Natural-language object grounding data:
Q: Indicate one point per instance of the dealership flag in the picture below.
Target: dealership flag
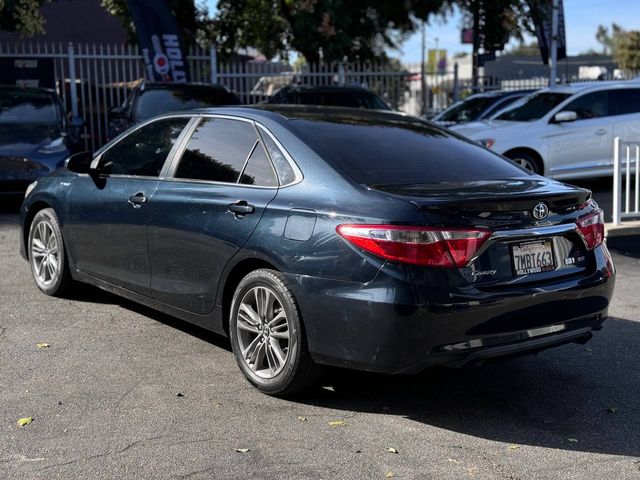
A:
(159, 41)
(543, 32)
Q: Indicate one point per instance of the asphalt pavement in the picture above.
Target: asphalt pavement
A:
(125, 392)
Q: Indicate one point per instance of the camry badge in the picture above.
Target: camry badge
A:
(540, 211)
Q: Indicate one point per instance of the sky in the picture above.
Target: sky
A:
(582, 19)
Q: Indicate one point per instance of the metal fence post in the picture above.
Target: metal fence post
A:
(617, 179)
(72, 80)
(456, 85)
(213, 60)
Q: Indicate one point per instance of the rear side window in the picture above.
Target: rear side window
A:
(145, 150)
(284, 170)
(403, 154)
(625, 101)
(259, 171)
(217, 151)
(591, 105)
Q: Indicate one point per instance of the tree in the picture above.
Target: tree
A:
(188, 17)
(328, 30)
(22, 16)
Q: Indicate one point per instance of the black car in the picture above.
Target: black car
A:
(150, 99)
(479, 106)
(326, 236)
(34, 136)
(335, 96)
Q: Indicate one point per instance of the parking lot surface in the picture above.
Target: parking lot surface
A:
(125, 392)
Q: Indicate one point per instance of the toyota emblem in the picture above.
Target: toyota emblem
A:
(540, 211)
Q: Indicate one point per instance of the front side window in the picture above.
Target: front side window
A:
(217, 151)
(591, 105)
(144, 151)
(533, 107)
(626, 100)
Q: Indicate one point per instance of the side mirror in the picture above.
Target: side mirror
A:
(80, 162)
(76, 122)
(117, 113)
(566, 116)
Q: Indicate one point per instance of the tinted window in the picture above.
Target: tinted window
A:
(156, 101)
(405, 153)
(259, 171)
(591, 105)
(285, 172)
(144, 151)
(625, 101)
(217, 151)
(533, 107)
(18, 106)
(467, 110)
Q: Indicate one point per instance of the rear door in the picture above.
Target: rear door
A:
(584, 144)
(204, 213)
(107, 223)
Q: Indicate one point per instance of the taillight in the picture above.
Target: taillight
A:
(435, 247)
(591, 227)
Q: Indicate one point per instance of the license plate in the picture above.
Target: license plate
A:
(532, 257)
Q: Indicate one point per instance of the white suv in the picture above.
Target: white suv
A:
(566, 131)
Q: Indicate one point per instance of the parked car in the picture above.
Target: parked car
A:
(150, 99)
(316, 236)
(564, 132)
(35, 137)
(335, 96)
(478, 107)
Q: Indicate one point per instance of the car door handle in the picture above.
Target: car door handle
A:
(137, 200)
(241, 208)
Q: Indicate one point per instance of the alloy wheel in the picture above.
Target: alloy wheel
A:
(263, 332)
(45, 257)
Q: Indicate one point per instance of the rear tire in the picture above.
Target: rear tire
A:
(268, 337)
(47, 255)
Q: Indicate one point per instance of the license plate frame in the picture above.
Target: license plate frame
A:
(542, 251)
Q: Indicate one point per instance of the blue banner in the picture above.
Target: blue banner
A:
(159, 41)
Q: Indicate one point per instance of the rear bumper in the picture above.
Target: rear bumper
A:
(392, 325)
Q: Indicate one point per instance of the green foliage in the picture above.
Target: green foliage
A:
(22, 16)
(327, 29)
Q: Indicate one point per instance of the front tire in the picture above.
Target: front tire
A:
(267, 335)
(47, 255)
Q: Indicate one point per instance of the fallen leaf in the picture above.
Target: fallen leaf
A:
(24, 421)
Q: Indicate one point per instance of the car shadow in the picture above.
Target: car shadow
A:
(574, 397)
(581, 398)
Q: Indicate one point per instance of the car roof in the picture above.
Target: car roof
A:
(326, 88)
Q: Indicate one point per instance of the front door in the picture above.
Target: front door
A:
(203, 215)
(108, 214)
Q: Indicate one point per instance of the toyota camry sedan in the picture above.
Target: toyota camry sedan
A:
(315, 237)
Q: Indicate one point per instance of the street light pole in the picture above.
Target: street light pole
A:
(553, 73)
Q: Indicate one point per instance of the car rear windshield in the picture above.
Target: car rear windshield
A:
(533, 107)
(157, 101)
(467, 110)
(23, 107)
(398, 153)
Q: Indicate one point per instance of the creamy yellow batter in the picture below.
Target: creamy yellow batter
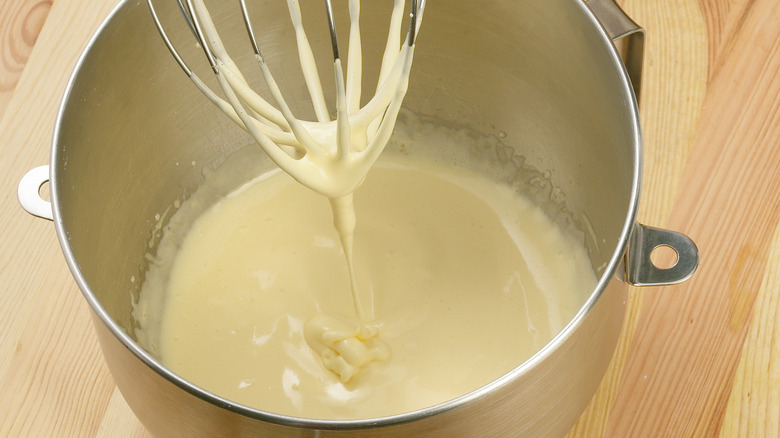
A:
(463, 279)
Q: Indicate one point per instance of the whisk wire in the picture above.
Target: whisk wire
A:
(358, 134)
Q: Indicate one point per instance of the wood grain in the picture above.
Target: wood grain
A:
(20, 23)
(700, 359)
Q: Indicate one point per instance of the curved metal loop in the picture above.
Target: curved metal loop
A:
(29, 196)
(640, 270)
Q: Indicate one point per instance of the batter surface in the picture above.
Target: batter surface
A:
(462, 278)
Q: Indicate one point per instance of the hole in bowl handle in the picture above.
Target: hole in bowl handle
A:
(628, 37)
(640, 270)
(29, 192)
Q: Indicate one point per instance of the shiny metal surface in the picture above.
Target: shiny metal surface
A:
(543, 74)
(641, 271)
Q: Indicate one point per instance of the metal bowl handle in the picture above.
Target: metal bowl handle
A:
(628, 37)
(29, 192)
(640, 269)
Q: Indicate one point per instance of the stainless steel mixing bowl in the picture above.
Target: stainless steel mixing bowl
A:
(133, 136)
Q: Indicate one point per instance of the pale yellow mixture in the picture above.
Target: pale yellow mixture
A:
(463, 279)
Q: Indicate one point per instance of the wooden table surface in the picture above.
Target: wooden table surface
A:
(698, 359)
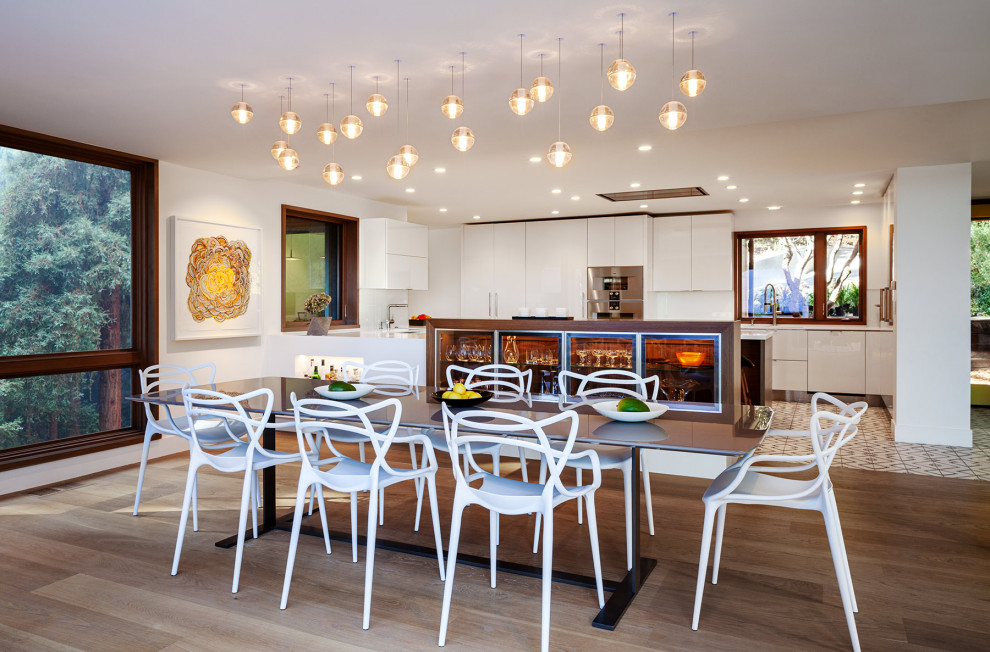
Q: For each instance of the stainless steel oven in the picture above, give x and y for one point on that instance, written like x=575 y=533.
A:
x=615 y=292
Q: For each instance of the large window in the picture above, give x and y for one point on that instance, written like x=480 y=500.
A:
x=78 y=311
x=809 y=276
x=319 y=256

— WHAT YOU WILL DO —
When you repeat the lines above, keep them exact and leave out each image they contain.

— SOLUTION TO THIS EXERCISE —
Q: Indicate one point per instance of the dealership flag in the picture below.
Target: dealership flag
A:
(159, 41)
(543, 32)
Q: Indicate one point per instance of the asphalt pavement in the picture above.
Target: asphalt pavement
A:
(125, 392)
Q: Indicate one point per instance of the camry badge in the picture above.
Target: camry badge
A:
(540, 211)
Q: Indicate one point per instance of the sky in the picture above.
Target: sky
A:
(582, 19)
Q: Indicate one point per instance of the metal fence post in the picture above.
Target: metal fence post
A:
(617, 179)
(72, 80)
(456, 85)
(213, 60)
Q: Indicate one point per instance of the rear side window in the picture above.
Target: rear side window
A:
(145, 150)
(284, 170)
(403, 154)
(625, 101)
(259, 171)
(217, 151)
(591, 105)
Q: Indicate one point per instance of the tree in the picture above.
Target: tree
A:
(188, 17)
(328, 30)
(22, 16)
Q: Indicate one point per instance of the black car in the picture above.
Target: black car
A:
(150, 99)
(479, 106)
(326, 236)
(34, 136)
(335, 96)
Q: Indicate one point per instance of the parking lot surface in the picture above.
Target: parking lot surface
A:
(125, 392)
Q: Indicate one point per instance of the toyota emblem in the picture above.
Target: toyota emblem
A:
(540, 211)
Q: Indicate one point per instance of the front side window in the picture above.
Target: front side window
A:
(217, 151)
(591, 105)
(144, 151)
(533, 107)
(626, 100)
Q: Indicate one point per instance of the side mirror in the picture above.
Target: side mirror
A:
(80, 162)
(76, 122)
(117, 113)
(566, 116)
Q: Indicate one point per instance of the tinted window in the picture above.
Target: tinted window
A:
(156, 101)
(405, 153)
(259, 171)
(591, 105)
(285, 172)
(144, 151)
(625, 101)
(217, 151)
(533, 107)
(18, 106)
(467, 110)
Q: Indicate one point per instance of the rear door in the picture above.
Target: rear door
A:
(584, 144)
(204, 213)
(107, 223)
Q: Indicate one point per instance of the taillight in the picture above.
Target: taillight
A:
(435, 247)
(591, 227)
Q: Indicate one point per instance of the license plate in the picture above.
Target: license plate
A:
(532, 257)
Q: Indicate one point per instance of the white suv in the picture above.
Target: white suv
A:
(566, 131)
Q: Indicate one point per instance of the parked car in the picture above.
Target: parked car
A:
(150, 99)
(316, 236)
(564, 132)
(35, 137)
(335, 96)
(478, 107)
Q: Indicate one point per instance of the car door handle in the picture above.
Target: car door handle
A:
(137, 200)
(241, 208)
Q: Indicate one point per instance of the alloy wheel in the picture above.
Target: alloy wheel
A:
(263, 332)
(45, 257)
Q: Indicate one point per instance of the rear tire in the picture above.
Target: rear tire
A:
(268, 337)
(47, 255)
Q: Indicate one point per instance of the license plate frame in the picture above.
Target: license plate frame
A:
(542, 251)
Q: Indicate one point per instance of the blue banner in the picture above.
Target: blue banner
A:
(159, 41)
Q: Indicate one point per instance of the rear bumper in the picture above.
Target: rear bumper
A:
(392, 325)
Q: Indicate one point per instance of the green foliage in the picture above.
Target: green foliage
A:
(22, 16)
(327, 29)
Q: Indicate one point per instance of the front tire in the picture above.
Target: front tire
A:
(267, 335)
(47, 255)
Q: Indicate one point per instance of the fallen leaf in the picture above.
Target: fallen leaf
A:
(24, 421)
Q: Indicate one point per instance of the car shadow in the picture above.
Target: car shadow
A:
(574, 397)
(581, 398)
Q: Indicate one point per instance of the car roof in the picture above.
Target: car roof
A:
(326, 88)
Q: Indicate one point per instance of the front door in the picture above.
Target: front door
A:
(203, 215)
(108, 214)
Q: Indicate one point per instance of the toyota camry sedan in the picture above.
Target: toyota camry sedan
A:
(315, 237)
Q: Indicate one point per instance of the street light pole in the picture above.
Target: street light pole
A:
(553, 73)
Q: Indicate one point per instance of the car rear windshield in the picture above.
Target: car rear windshield
A:
(533, 107)
(157, 101)
(467, 110)
(23, 107)
(398, 153)
Q: Indicate one point per instance of the creamy yellow batter in the picture below.
Target: creamy yellow batter
A:
(463, 279)
Q: Indicate one point per instance of the whisk wire in the picture above.
Target: whisk wire
A:
(358, 134)
Q: Indicate one point per instance of the wood grain in the picture above.
Target: wood grain
A:
(20, 23)
(700, 359)
Q: Indicate one point per instance of the curved metal loop in the picture above.
Target: curved metal loop
A:
(29, 196)
(640, 270)
Q: Indicate one point per instance of the batter surface in the picture above.
Target: batter surface
A:
(462, 278)
Q: Indicate one point per instance of the hole in bowl handle in the picture above.
Target: hole in bowl handle
A:
(628, 37)
(640, 270)
(29, 192)
Q: Indicate one point per instance of the shiny metal surface in the picture above.
Target: shiny metal surface
A:
(543, 74)
(641, 271)
Q: Indicate one point per instance of the metal bowl handle in the picture above.
Target: metal bowl handle
A:
(628, 37)
(29, 192)
(640, 269)
Q: Indicate one point per instance of the stainless steel mixing bowl in the picture above.
Target: stainless steel mixing bowl
A:
(133, 136)
Q: Indicate one point per instance of the pale yellow mixture in the picture above.
Target: pale yellow mixture
A:
(463, 279)
Q: Indicate one point per instance of the wooden table surface in the picture above.
Target: wooden table surface
A:
(698, 359)
Q: For each instance of the stainless steel oven in the picture above, give x and y for one point on that instance, written like x=575 y=533.
A:
x=615 y=292
Q: For each instance of the large window in the picture above, give x and y for one point on that instance, written like x=480 y=500.
A:
x=78 y=311
x=809 y=276
x=319 y=256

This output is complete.